::: Supplied records
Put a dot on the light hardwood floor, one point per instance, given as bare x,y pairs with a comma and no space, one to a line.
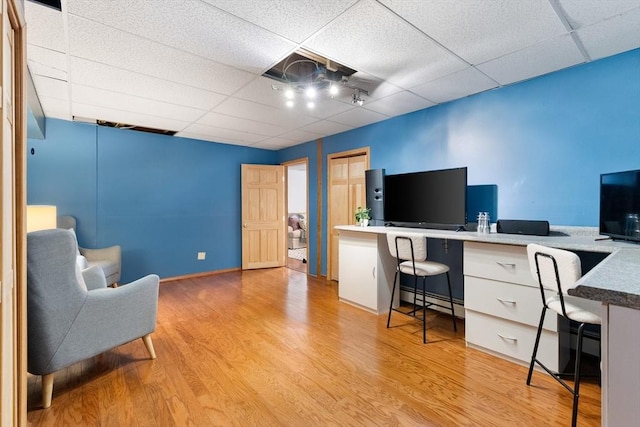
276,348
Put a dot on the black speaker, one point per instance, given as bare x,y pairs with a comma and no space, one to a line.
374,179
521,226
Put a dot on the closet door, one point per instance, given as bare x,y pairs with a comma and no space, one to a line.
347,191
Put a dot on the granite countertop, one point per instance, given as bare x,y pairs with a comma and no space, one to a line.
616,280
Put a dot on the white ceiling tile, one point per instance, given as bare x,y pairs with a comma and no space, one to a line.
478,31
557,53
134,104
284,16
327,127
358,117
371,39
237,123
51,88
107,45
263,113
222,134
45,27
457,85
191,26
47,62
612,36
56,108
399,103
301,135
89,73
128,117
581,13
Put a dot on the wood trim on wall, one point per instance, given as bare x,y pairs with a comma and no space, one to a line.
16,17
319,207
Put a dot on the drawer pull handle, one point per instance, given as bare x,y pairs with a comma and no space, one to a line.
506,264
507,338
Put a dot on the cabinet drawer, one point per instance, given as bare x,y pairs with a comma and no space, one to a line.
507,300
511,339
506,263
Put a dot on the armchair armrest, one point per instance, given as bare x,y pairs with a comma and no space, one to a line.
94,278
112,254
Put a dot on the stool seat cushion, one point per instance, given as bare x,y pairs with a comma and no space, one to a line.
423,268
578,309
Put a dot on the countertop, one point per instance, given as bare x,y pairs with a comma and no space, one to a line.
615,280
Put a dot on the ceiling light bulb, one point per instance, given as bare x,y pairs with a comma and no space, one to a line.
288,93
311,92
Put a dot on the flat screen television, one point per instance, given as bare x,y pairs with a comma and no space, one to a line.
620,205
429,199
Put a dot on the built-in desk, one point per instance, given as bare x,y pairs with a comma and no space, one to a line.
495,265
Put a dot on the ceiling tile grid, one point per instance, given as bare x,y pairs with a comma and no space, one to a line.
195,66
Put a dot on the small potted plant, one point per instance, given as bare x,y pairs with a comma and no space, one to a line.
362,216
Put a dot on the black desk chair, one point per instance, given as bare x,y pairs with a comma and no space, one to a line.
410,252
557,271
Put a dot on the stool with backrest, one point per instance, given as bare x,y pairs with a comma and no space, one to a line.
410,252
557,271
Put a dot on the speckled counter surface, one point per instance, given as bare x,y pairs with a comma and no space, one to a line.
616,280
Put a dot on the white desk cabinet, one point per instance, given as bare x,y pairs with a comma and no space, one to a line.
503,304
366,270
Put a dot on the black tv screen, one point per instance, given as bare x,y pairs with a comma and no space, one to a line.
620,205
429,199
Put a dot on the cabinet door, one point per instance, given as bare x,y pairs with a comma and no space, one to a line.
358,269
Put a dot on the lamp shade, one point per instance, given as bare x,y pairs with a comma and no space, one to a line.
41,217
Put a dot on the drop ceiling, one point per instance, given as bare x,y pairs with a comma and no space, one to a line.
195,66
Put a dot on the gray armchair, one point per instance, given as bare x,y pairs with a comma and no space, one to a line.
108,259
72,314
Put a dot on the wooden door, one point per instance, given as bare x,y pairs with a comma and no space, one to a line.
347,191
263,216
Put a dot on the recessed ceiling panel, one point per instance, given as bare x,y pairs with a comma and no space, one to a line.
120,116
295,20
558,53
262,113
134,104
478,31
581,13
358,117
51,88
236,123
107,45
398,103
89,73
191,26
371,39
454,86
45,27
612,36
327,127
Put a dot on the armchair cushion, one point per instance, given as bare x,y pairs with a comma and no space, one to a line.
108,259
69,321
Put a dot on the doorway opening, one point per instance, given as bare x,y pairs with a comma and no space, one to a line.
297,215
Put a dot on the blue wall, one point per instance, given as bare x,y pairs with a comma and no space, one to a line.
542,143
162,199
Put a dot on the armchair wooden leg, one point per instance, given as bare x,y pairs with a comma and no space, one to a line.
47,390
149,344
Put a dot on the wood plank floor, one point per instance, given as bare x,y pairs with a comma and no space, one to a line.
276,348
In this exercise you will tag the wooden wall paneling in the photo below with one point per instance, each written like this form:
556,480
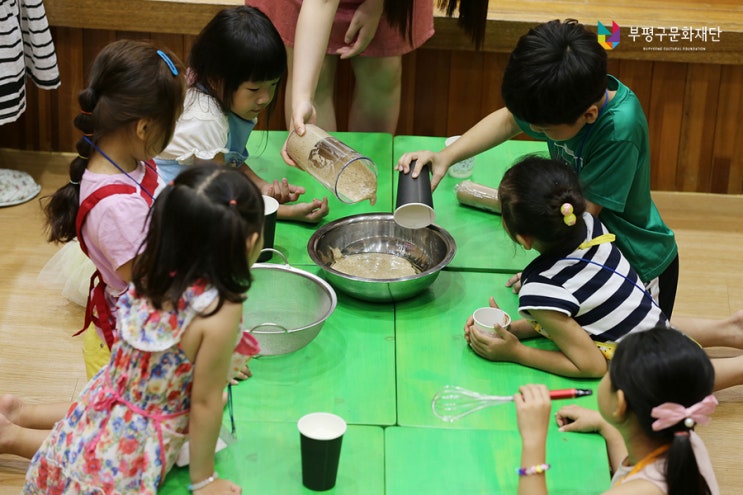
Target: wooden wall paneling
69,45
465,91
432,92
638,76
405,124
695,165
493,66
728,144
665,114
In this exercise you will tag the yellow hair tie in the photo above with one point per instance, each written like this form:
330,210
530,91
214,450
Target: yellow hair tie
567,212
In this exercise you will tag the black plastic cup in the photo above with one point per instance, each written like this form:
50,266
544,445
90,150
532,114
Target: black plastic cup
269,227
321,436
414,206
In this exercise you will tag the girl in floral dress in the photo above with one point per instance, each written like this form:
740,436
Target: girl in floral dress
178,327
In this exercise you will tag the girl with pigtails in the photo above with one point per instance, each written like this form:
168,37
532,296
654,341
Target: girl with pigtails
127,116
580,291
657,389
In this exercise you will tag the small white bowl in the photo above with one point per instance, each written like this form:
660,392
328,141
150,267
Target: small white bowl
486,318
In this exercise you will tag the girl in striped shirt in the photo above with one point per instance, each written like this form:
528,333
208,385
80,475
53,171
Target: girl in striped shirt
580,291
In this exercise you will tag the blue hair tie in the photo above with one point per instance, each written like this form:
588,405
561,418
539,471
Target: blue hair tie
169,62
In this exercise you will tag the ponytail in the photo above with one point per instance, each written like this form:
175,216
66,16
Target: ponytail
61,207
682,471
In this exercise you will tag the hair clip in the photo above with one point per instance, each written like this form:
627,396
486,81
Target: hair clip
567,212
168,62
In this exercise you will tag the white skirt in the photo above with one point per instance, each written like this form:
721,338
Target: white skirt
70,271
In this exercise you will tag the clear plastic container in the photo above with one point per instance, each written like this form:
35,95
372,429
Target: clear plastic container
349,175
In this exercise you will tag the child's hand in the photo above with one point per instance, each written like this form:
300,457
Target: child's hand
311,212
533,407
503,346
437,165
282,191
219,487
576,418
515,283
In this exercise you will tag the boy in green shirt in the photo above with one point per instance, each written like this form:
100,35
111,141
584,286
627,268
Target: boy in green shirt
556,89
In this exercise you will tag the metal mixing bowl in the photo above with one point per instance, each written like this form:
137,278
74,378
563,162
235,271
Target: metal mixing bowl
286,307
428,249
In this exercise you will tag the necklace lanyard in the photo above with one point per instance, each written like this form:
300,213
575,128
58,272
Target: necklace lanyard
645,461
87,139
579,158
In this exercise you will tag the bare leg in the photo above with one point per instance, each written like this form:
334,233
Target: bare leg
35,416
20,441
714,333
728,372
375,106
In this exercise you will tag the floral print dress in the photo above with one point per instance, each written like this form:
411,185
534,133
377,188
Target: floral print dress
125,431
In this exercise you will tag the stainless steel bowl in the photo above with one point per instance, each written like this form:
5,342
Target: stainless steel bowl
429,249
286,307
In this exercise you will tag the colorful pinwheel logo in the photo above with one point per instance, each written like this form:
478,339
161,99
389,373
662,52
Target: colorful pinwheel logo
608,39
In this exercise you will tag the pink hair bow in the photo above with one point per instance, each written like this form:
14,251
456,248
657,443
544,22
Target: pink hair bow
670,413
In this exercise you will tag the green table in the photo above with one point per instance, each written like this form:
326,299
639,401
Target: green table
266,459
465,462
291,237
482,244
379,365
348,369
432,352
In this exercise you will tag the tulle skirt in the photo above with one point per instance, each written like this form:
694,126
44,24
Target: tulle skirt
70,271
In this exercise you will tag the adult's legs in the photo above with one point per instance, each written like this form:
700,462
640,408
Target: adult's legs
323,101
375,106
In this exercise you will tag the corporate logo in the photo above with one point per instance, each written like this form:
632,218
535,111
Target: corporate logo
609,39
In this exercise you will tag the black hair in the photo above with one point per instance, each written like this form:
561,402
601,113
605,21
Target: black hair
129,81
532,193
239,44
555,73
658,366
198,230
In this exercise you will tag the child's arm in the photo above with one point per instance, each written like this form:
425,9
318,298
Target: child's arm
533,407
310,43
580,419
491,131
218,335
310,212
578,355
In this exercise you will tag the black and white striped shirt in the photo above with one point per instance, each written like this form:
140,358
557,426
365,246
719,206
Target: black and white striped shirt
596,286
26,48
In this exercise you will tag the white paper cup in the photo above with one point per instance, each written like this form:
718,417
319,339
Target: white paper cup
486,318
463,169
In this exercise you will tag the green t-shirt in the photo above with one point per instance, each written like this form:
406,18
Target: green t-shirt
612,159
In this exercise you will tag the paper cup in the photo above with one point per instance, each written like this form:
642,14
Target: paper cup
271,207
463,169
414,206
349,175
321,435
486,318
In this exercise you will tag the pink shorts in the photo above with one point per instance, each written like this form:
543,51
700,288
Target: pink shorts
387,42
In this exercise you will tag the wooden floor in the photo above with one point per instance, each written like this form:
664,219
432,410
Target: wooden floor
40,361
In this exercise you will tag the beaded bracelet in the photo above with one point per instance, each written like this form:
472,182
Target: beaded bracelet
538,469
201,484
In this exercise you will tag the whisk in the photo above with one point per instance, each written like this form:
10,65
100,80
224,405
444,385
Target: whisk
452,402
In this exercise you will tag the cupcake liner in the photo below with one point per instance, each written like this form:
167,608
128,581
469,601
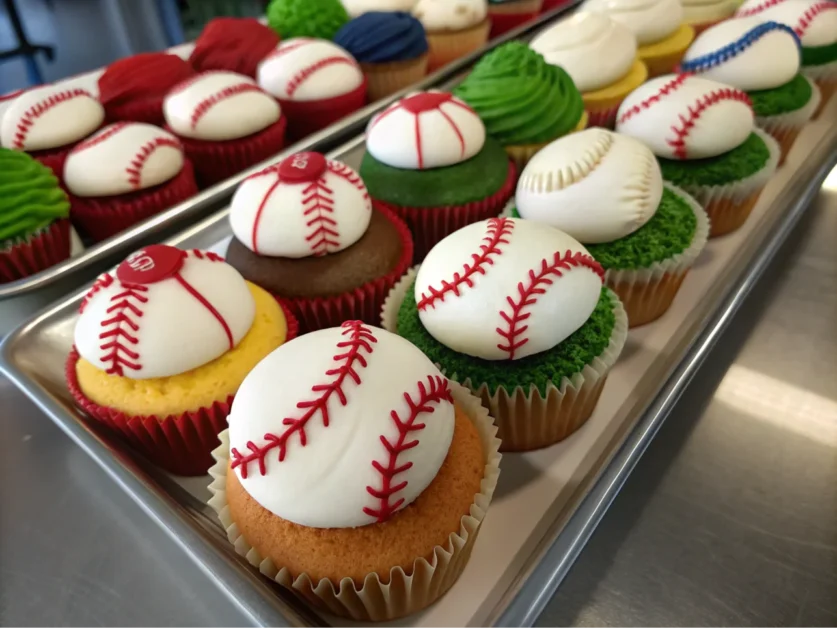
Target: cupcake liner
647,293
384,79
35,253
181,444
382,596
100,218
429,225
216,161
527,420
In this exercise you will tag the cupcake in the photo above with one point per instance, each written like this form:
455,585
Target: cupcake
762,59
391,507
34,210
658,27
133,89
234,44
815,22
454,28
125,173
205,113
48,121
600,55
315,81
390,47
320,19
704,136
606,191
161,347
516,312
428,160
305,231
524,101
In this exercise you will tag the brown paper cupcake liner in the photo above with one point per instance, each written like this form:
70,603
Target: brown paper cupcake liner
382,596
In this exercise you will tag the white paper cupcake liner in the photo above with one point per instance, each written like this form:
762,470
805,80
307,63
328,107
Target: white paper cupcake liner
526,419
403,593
::::::
# Task prompt
Check each line of the material for "below" and report how many have it. Add no other words.

# Reply
2